═════ DOCUMENT PASSAGE

ARM: Pragmatism, Not Purity

klelatti · on Nov 15, 2022

I think this was true of the original ARM architecture too.

Interesting talk on the history of the architecture, including 64-bit, from Arm's lead architect [1]

[1] https://soundcloud.com/university-of-cambridge/a-history-of-...

talideon · on Nov 15, 2022

That's not the case at all. Some elements of the original ARM ISA were carried over (such as the barrel shifter - they were an influence from VLIW architectures, and a common enough task to justify their inclusion), but many of the ergonomic elements were ditched. It was significantly more parsimonious, but some elements, such as having the flags in the PC/R15 and conditional execution for all instructions were later scrapped for various reasons.

klelatti · on Nov 15, 2022

Not 100% sure what you're pushing back against here. It was certainly a pragmatic implementation of RISC when compared to other designs of the era which were much more 'pure.

talideon · on Nov 15, 2022

I'm not pushing back against anything. The ARM ISA family has two distinct phases. I'm just stating that the original ISA and the current ISA are two distinct beasts. Both are pragmatic in their own way, but the motivations between how that pragmatism is applied are quite different.

klelatti · on Nov 15, 2022

> Both are pragmatic in their own way

Which is exactly what my comment was intended to imply. Nothing else.

talideon · on Nov 23, 2022

Then why did you think I was pushing back against something?

kennethh · on Nov 15, 2022

I programmed a bit of ARM2 on the Archimedes personal computer around 1991. Coming from the Amiga 500 and 68000 assembly it was relatively easy to program on the ARM. Everything was 32 bit, only general registers and more of them. Also very nice that all instructions had conditional possibility. It was also insanely fast at the time even with only 8Mhz CPU.

══════════

(SHORT PROBLEM)
Extend the forum thread on the ARM architecture's pragmatism, picking up after its last comment. The material below is not needed for this.

═════ EXTRACTED ENTRIES

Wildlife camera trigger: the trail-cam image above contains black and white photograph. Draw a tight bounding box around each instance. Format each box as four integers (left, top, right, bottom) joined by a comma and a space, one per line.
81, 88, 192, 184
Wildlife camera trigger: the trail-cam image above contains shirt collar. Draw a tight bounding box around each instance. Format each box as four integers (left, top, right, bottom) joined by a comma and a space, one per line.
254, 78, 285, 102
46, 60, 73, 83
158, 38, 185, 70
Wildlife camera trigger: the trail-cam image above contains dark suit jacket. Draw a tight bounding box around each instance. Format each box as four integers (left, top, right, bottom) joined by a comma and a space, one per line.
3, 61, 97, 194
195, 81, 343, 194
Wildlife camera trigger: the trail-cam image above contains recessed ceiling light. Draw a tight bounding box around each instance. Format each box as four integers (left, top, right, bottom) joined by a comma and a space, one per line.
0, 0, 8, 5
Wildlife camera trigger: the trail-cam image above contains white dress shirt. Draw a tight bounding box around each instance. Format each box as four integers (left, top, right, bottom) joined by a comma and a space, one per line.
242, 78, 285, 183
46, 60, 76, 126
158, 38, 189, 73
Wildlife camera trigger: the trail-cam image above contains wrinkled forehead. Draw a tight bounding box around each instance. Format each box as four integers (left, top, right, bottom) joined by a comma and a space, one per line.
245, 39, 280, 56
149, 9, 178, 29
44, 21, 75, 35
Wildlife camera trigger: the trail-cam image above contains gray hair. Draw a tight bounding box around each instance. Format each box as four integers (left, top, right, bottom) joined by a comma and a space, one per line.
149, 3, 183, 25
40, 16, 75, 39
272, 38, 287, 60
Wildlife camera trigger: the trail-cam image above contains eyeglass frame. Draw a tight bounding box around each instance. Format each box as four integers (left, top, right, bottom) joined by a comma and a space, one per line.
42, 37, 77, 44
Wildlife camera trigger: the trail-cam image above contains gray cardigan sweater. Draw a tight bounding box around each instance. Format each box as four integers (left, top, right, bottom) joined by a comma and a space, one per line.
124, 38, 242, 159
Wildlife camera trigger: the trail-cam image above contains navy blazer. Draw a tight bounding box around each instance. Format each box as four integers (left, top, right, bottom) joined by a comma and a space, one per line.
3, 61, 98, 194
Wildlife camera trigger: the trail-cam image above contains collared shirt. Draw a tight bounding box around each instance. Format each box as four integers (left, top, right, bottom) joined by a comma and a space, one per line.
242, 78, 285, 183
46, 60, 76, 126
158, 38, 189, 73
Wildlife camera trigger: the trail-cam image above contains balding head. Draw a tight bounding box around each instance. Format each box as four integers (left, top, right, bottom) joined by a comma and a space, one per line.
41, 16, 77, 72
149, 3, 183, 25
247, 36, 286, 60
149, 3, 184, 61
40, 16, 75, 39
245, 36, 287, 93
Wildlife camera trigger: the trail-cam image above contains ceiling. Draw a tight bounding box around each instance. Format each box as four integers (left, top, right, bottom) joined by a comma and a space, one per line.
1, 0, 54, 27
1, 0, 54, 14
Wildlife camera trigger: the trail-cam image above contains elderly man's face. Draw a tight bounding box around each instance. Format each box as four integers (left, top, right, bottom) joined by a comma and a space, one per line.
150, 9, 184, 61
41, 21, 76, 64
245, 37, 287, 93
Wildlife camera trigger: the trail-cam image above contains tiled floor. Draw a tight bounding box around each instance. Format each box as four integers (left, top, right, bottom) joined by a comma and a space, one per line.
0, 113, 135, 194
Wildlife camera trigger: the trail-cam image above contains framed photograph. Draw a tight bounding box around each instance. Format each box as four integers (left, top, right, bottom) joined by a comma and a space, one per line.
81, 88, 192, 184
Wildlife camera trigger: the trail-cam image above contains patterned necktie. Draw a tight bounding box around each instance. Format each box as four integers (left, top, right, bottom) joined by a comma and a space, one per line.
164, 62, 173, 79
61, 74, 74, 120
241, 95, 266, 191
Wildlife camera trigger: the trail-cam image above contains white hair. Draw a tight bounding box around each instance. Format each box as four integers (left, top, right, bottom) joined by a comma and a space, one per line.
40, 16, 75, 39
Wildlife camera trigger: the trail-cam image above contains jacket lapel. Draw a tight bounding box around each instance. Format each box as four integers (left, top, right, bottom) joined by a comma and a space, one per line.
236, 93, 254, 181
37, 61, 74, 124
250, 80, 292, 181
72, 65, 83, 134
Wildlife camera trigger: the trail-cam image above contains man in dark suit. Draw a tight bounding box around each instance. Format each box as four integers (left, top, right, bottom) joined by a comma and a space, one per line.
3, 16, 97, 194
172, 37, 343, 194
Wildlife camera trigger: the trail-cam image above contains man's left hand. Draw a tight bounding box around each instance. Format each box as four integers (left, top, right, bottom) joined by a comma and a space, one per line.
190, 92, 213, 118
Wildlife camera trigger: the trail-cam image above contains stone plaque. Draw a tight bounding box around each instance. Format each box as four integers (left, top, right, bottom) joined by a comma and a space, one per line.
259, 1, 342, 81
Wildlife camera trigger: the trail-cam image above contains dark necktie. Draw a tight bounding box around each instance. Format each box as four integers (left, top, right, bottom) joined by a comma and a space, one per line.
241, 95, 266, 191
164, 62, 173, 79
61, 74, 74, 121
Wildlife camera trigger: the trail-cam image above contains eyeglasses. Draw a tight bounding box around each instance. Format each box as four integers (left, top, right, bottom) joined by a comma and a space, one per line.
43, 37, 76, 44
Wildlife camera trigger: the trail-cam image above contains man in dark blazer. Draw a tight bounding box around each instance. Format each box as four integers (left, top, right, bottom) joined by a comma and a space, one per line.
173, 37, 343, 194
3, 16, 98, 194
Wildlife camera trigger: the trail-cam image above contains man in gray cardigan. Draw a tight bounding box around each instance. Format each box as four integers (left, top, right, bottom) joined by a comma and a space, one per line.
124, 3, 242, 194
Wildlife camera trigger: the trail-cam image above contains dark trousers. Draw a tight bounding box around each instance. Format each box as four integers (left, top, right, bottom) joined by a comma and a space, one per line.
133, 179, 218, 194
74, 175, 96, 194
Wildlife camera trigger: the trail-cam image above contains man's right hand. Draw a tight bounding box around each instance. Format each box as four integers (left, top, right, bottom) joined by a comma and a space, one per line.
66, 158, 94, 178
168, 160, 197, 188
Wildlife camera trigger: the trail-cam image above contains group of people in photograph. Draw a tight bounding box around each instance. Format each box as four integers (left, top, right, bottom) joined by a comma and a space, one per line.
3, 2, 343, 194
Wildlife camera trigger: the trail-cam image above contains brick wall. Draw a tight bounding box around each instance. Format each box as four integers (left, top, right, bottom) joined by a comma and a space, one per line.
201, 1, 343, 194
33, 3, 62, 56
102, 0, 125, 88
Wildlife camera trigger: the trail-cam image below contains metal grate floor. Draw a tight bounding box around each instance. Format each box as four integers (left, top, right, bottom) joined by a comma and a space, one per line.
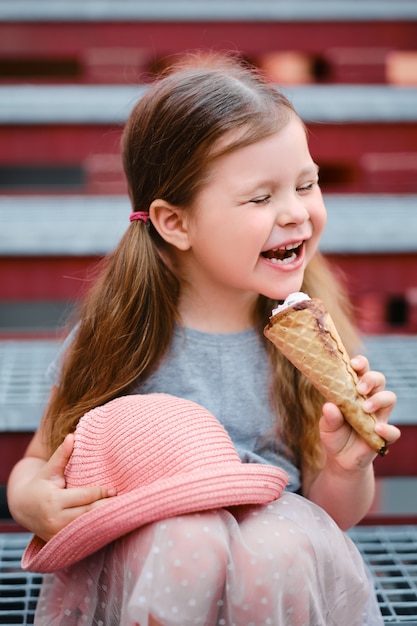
0, 526, 417, 626
349, 526, 417, 626
0, 533, 42, 626
0, 335, 417, 432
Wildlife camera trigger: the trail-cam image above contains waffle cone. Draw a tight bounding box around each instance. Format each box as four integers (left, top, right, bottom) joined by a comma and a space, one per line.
264, 298, 387, 456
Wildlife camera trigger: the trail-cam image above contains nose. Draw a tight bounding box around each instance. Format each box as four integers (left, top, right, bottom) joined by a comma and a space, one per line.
277, 196, 310, 227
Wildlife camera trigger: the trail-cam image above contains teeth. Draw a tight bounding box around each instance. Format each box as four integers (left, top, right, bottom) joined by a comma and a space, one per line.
263, 241, 302, 264
269, 248, 297, 265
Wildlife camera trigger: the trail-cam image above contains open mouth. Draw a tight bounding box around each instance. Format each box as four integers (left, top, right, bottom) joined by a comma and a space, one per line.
262, 242, 303, 264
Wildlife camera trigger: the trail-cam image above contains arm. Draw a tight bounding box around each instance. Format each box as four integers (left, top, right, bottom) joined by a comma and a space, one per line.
7, 382, 114, 541
303, 357, 400, 529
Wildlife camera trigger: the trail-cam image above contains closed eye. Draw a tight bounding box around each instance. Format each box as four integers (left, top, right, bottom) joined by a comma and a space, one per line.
250, 196, 271, 204
297, 180, 319, 193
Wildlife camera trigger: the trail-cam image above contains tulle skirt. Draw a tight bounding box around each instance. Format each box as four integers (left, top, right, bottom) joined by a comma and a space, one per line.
35, 493, 383, 626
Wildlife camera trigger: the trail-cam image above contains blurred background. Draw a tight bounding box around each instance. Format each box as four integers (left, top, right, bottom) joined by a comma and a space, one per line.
0, 0, 417, 510
0, 0, 417, 624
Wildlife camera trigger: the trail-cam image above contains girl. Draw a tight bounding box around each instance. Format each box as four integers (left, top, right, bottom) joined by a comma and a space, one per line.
9, 58, 399, 626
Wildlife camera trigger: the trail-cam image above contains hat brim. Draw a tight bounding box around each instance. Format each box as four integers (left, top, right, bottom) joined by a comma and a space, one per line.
21, 463, 288, 574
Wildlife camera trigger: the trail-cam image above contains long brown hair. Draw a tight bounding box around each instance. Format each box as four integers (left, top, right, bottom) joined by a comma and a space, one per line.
45, 55, 360, 466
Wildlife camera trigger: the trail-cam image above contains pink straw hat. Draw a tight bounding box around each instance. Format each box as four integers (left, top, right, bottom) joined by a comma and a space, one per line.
22, 393, 288, 573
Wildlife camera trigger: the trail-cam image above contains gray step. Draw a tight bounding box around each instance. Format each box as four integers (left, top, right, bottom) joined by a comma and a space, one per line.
0, 0, 417, 22
0, 194, 417, 256
0, 85, 417, 125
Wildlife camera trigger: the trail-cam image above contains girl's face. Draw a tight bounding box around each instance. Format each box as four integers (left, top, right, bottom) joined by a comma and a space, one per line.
178, 116, 326, 324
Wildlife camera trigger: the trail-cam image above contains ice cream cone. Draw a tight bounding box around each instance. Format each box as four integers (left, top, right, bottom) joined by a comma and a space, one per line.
264, 298, 388, 456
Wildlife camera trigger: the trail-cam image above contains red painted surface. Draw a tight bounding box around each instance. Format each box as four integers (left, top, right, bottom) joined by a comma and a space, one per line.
0, 20, 417, 84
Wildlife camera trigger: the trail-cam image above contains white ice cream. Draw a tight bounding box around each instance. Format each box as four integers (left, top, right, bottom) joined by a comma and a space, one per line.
272, 291, 311, 315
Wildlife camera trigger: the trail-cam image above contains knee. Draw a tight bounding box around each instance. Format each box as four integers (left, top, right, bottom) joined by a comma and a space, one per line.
165, 512, 229, 588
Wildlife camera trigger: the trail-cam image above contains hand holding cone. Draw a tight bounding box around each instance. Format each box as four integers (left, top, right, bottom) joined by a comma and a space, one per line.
264, 298, 388, 456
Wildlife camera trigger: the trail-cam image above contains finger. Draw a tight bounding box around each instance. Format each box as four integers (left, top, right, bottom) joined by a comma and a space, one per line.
42, 434, 74, 487
54, 488, 115, 534
322, 402, 345, 431
362, 389, 397, 421
62, 485, 116, 511
350, 354, 370, 377
357, 370, 386, 396
375, 422, 401, 444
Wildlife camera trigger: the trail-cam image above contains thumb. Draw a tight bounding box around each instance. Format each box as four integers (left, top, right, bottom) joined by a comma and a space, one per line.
43, 433, 74, 488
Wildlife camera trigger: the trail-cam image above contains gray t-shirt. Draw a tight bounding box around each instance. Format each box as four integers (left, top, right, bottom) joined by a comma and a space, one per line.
48, 326, 301, 491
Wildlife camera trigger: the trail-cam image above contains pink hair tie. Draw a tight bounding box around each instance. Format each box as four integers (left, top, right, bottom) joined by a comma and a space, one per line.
129, 211, 149, 224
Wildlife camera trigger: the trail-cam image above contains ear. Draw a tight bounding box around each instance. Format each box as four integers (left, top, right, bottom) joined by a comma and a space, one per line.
149, 199, 190, 250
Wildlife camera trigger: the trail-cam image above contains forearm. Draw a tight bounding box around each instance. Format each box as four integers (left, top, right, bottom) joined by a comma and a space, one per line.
305, 456, 375, 530
7, 456, 46, 530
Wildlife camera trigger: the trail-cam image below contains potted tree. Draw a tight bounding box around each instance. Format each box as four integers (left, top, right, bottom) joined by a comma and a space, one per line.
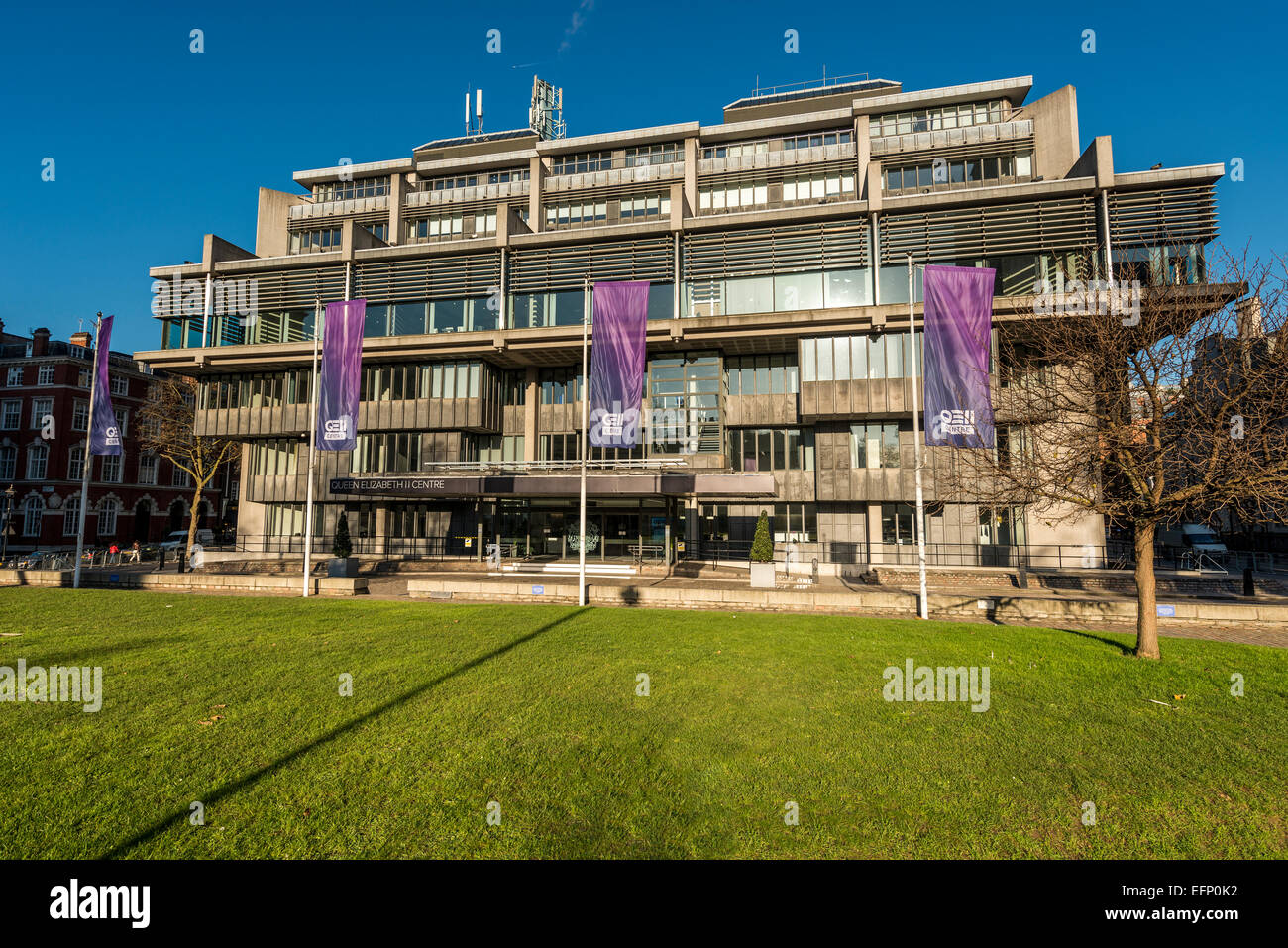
326, 514, 358, 578
751, 510, 774, 588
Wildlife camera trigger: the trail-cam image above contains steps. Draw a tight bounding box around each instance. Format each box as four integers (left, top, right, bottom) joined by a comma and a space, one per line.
488, 562, 639, 579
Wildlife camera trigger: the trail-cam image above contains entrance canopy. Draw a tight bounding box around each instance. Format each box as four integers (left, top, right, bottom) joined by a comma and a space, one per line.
331, 472, 774, 497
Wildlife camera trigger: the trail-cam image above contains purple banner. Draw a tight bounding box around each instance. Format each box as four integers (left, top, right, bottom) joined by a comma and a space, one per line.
317, 300, 368, 451
589, 279, 649, 448
923, 265, 996, 448
89, 316, 121, 455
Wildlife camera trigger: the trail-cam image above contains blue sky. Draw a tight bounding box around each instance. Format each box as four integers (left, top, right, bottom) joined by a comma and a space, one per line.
0, 0, 1288, 351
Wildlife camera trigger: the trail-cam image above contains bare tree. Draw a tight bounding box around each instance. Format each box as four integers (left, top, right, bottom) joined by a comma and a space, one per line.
948, 255, 1288, 658
139, 374, 239, 553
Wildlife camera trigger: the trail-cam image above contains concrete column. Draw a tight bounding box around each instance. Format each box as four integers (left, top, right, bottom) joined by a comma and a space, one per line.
684, 137, 702, 218
523, 366, 541, 461
528, 155, 546, 233
375, 506, 389, 553
854, 115, 872, 201
385, 172, 407, 245
868, 503, 881, 563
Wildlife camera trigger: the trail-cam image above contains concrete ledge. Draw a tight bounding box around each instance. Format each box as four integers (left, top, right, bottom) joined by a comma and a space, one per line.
0, 570, 368, 596
407, 579, 1288, 630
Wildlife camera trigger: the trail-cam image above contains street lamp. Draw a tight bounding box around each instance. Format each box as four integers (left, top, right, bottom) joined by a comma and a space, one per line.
0, 484, 13, 561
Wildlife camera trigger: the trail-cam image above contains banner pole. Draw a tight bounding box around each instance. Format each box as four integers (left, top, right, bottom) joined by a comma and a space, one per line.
304, 300, 322, 599
71, 313, 101, 588
577, 278, 590, 606
909, 254, 930, 618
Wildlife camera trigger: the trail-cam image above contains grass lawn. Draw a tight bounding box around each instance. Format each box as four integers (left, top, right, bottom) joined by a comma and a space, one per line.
0, 588, 1288, 858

══════════

(EXERCISE RESULT)
torstenvl · on Nov 15, 2022

I had the same experience. In college we used 32-bit SPARC for our assembly course, and I loved everything about it. I was hoping ARM would be similarly elegant, but when I toyed with it I felt like it wasn't something I was ever going to be able to truly "think in."

acegopher · on Nov 15, 2022

Sounds like a wonderful college experience. SPARCs are nice... I was a little before that, our assembly language course was 68000, which was a nice step up from 6502 I was familiar with. But I do love RISCs. I am curious what were the main things you liked about SPARC and disliked about ARM?

snvzz · on Nov 15, 2022

Mine used MIPS. It sure varies depending on university.

These days, RISC-V seems to be quickly gaining terrain in academia.

chasil · on Nov 15, 2022

Admiration for SPARC and MIPS is not universal, and there were interesting warts on these early designs that did not age well.

https://www.jwhitham.org//2016/02/risc-instruction-sets-i-ha...

https://news.ycombinator.com/item?id=11607119

torstenvl · on Nov 15, 2022

Predictable pipelining and delay slots were easy to adjust to and understand, and I love the idea of a rotating register file with zero-copy call stack, even though it's impractical today. The author claims memorizing how the registers overwrite one another is complicated, but I don't think so at all. G registers are global (with g0 always being 0). L registers are local. I (input) registers are the interface with the caller, O (output registers) are the interface with the callee, and the overlapping register window just moves so that O registers are I registers in the called function.

Elegant.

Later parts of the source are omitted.